__Written instruction__:
Render every line of the records below as a Markdown table with the columns "Row" and "Entry," numbering each row and omitting any blank lines.

Excerpts from a pointing dataset
*****
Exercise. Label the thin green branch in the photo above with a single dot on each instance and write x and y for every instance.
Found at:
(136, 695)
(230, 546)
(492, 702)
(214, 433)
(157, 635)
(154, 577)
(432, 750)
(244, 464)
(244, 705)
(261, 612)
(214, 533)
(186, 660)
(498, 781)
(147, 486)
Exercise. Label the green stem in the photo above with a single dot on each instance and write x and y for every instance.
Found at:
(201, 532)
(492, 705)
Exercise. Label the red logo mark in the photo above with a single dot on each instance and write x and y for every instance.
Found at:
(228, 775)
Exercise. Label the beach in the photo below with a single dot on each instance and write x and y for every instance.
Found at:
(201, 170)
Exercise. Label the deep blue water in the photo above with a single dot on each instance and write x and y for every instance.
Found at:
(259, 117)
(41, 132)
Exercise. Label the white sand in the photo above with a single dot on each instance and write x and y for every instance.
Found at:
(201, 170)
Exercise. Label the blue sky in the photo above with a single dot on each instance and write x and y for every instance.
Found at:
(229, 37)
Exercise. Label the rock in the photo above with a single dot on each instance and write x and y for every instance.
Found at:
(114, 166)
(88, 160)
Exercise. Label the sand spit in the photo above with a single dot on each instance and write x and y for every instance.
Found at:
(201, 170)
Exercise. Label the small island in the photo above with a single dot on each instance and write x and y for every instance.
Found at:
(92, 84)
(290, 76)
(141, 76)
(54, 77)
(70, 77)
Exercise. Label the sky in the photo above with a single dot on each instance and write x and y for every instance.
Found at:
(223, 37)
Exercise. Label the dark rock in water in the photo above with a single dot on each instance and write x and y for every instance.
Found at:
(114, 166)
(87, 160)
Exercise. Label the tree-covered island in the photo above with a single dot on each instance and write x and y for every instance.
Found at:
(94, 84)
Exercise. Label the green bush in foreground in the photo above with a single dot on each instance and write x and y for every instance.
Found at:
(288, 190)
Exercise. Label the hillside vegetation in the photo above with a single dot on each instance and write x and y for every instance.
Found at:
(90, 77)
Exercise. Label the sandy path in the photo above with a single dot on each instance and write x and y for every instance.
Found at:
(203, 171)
*****
__Complete output__:
| Row | Entry |
|---|---|
| 1 | Exercise. Label the thin green branch in the photo above with a single dot on each instance and write x and y for every instance. |
| 2 | Found at: |
| 3 | (136, 695) |
| 4 | (230, 546) |
| 5 | (492, 702) |
| 6 | (214, 433) |
| 7 | (157, 635) |
| 8 | (154, 577) |
| 9 | (432, 750) |
| 10 | (244, 464) |
| 11 | (244, 705) |
| 12 | (261, 612) |
| 13 | (214, 533) |
| 14 | (186, 660) |
| 15 | (498, 781) |
| 16 | (147, 486) |
| 17 | Exercise. Label the green stem in the photo above with a single dot on each instance and write x and y for every instance. |
| 18 | Found at: |
| 19 | (201, 532) |
| 20 | (492, 705) |
| 21 | Exercise. Label the red logo mark in the photo above with a single dot on each instance and write x and y for every instance. |
| 22 | Found at: |
| 23 | (228, 775) |
| 24 | Exercise. Label the beach in the photo below with a single dot on each instance and write x and y for every instance. |
| 25 | Found at: |
| 26 | (201, 170) |
| 27 | Exercise. Label the deep blue water in the photo above with a single dot on each instance and write x and y for every instance. |
| 28 | Found at: |
| 29 | (259, 117) |
| 30 | (41, 132) |
| 31 | Exercise. Label the white sand in the photo above with a single dot on each instance and write x and y for every instance. |
| 32 | Found at: |
| 33 | (201, 170) |
| 34 | Exercise. Label the blue sky in the photo above with a single dot on each instance and write x and y for every instance. |
| 35 | Found at: |
| 36 | (229, 37) |
| 37 | Exercise. Label the rock in the photo above with a single dot on each instance and write x and y for every instance. |
| 38 | Found at: |
| 39 | (114, 166) |
| 40 | (88, 160) |
| 41 | Exercise. Label the sand spit in the photo above with a single dot on each instance and write x and y for every instance. |
| 42 | Found at: |
| 43 | (201, 170) |
| 44 | Exercise. Label the small island in the photo above with a single dot on each instance and write x and y for every instance. |
| 45 | Found at: |
| 46 | (92, 84) |
| 47 | (290, 76) |
| 48 | (141, 76) |
| 49 | (54, 77) |
| 50 | (70, 77) |
| 51 | Exercise. Label the sky in the photo above with a single dot on each instance and write x and y for every instance. |
| 52 | Found at: |
| 53 | (223, 37) |
| 54 | Exercise. Label the dark rock in water in the photo above with a single dot on each instance and write x and y for every instance. |
| 55 | Found at: |
| 56 | (114, 166) |
| 57 | (87, 160) |
| 58 | Exercise. Label the tree-covered island in the photo above with a single dot on each instance and write x and y for every instance. |
| 59 | Found at: |
| 60 | (94, 84) |
| 61 | Exercise. Label the green bush in foreground in the photo above with a single dot on each instance and write x and y for every instance. |
| 62 | Found at: |
| 63 | (288, 190) |
| 64 | Exercise. Label the hillside vegetation in the photo above with a single dot on each instance and write x and y for every instance. |
| 65 | Found at: |
| 66 | (90, 77) |
| 67 | Exercise. Label the sandy path in the photo above with a single dot on each instance and write x and y for every instance. |
| 68 | Found at: |
| 69 | (203, 171) |